# TASK REQUIREMENTS
Rewrite the lines below with every occurrence of "sky" changed to "horizon", leaving everything else unchanged. Omit the pictures from your answer.

####################

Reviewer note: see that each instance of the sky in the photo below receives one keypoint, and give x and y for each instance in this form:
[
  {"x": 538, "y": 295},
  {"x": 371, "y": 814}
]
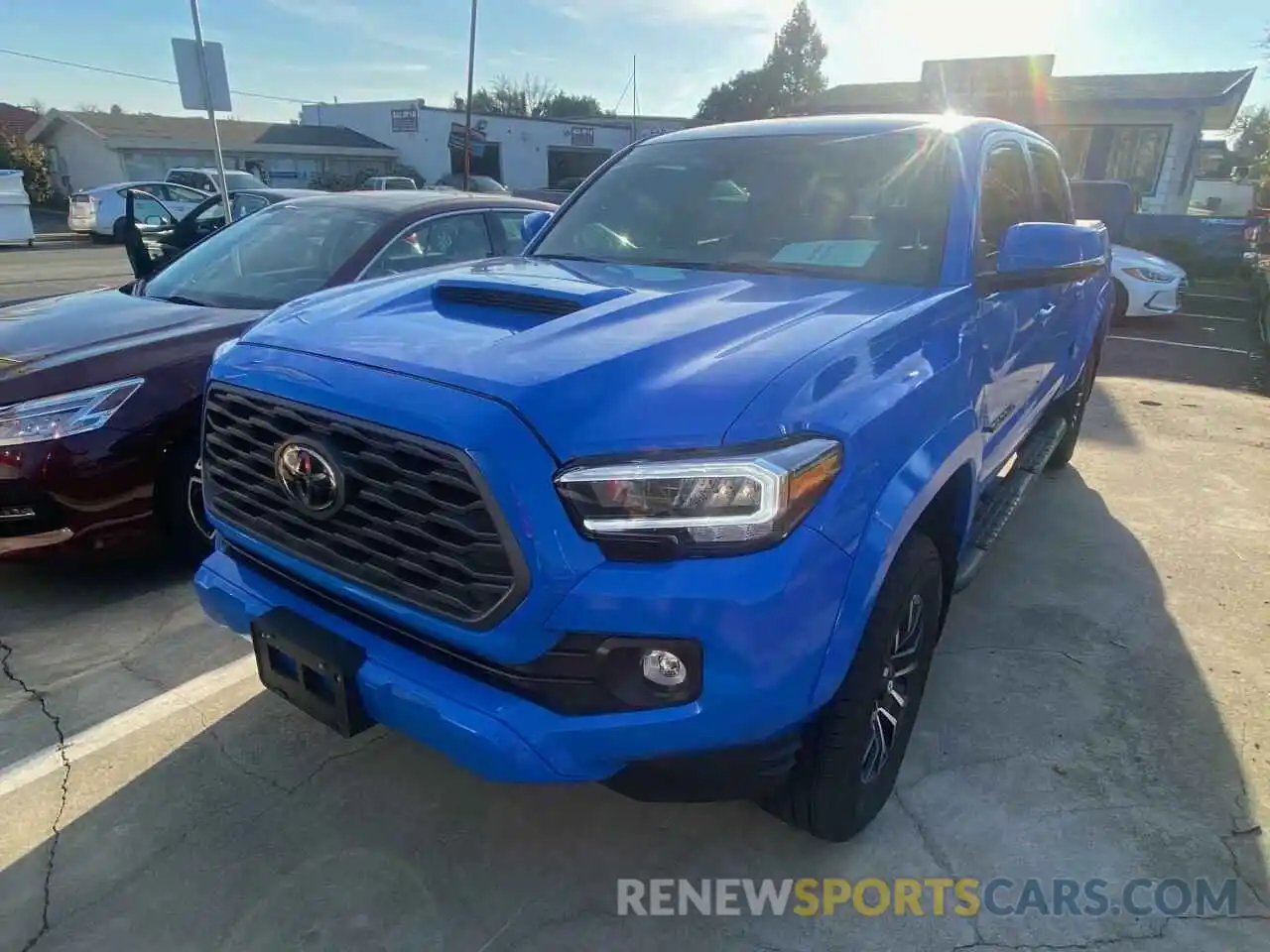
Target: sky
[{"x": 368, "y": 50}]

####################

# SOLUTION
Reviewer note: see that each instance of the horizon in the photo below receives one keypoint, and give x and y for each instance in this form:
[
  {"x": 538, "y": 295},
  {"x": 371, "y": 814}
]
Target: horizon
[{"x": 368, "y": 50}]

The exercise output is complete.